[Data entries]

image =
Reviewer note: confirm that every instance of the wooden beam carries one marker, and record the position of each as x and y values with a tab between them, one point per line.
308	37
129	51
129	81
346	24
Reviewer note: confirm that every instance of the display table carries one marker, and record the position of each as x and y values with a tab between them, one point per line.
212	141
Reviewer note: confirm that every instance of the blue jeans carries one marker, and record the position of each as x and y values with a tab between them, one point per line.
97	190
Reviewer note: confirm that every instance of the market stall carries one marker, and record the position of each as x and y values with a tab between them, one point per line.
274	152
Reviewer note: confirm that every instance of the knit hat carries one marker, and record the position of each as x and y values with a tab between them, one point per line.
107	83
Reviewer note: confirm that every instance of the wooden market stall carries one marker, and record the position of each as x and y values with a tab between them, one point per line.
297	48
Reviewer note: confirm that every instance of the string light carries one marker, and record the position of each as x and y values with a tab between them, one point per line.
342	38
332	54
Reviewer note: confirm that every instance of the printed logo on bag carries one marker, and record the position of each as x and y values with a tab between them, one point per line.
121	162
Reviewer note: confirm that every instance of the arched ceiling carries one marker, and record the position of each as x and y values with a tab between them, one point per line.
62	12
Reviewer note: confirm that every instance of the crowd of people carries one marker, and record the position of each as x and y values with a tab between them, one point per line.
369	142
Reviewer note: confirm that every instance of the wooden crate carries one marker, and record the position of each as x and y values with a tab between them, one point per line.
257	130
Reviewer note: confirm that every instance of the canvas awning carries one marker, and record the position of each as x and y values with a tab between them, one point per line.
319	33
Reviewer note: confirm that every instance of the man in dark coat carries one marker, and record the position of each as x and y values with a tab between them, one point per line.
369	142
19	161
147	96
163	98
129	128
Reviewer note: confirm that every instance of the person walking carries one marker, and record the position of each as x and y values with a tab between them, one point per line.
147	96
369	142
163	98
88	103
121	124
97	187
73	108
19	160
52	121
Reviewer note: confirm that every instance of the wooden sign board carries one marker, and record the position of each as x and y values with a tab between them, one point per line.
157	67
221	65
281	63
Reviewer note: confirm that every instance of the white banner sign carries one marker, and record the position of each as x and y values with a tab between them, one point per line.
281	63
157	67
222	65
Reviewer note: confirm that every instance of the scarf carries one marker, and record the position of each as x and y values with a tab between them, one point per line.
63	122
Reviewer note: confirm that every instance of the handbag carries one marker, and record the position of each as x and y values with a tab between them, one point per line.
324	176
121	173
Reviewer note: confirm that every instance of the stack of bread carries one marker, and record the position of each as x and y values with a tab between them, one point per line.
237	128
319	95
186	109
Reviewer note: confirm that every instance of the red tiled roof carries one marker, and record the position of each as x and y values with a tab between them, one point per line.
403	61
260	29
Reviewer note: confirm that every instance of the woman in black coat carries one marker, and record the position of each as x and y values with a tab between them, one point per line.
* * *
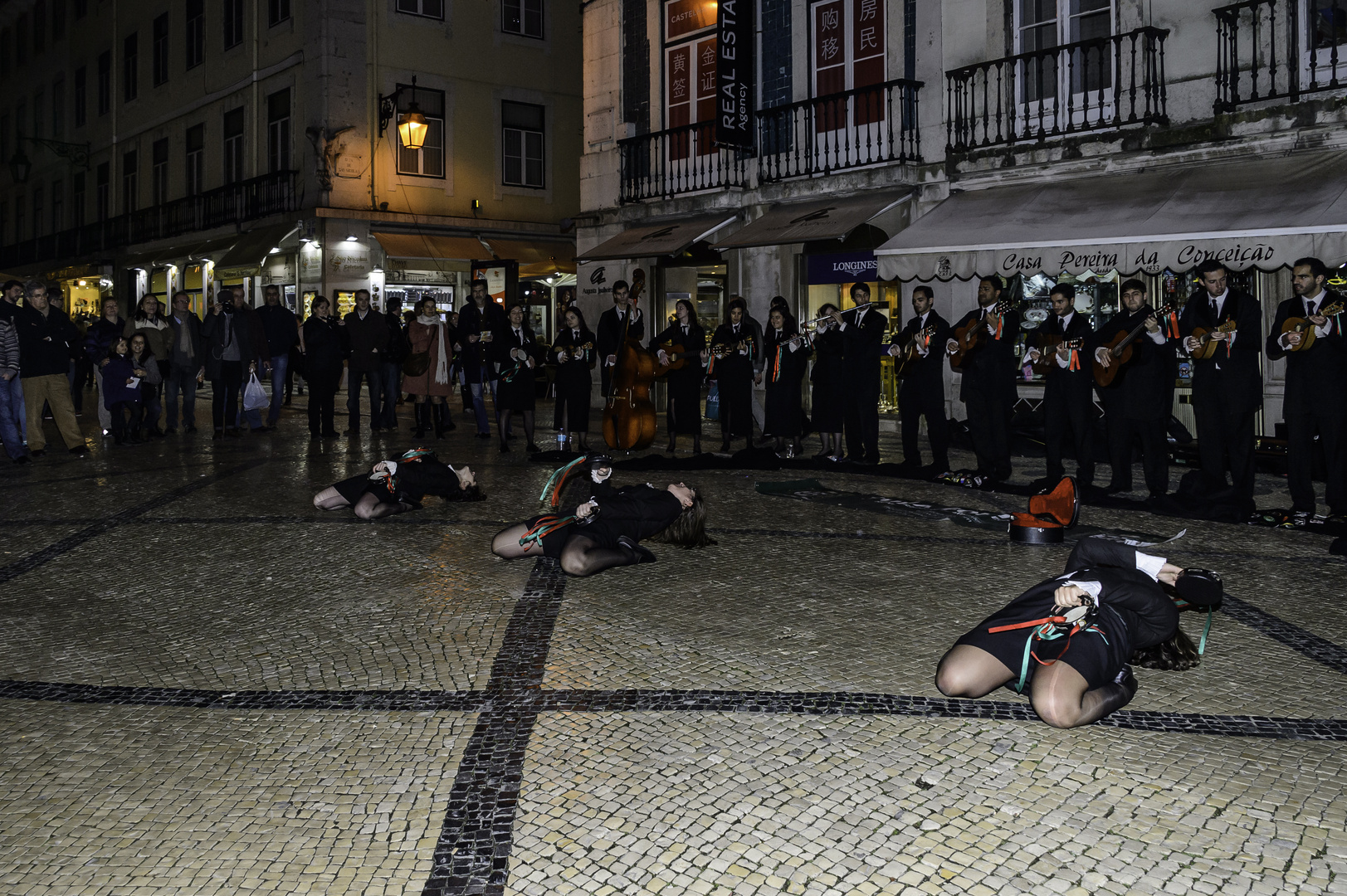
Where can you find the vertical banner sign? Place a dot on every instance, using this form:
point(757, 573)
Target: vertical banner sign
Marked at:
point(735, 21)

* TASK BRIEF *
Return each line from the data entries above that contains the string "sign".

* REPLY *
Reviewer note: confirm that every instance of the wooden sign board carries one marker, and record the position of each as x and y values with a tab between them, one point per line.
Reviewer note: confirm that every instance of the white banner sign carries one marker, and record the position of each as x and y values with a tab between them, one point per line.
Where can you find the vertical banner sign? Place a dot on every instance, using this form:
Target: vertical banner sign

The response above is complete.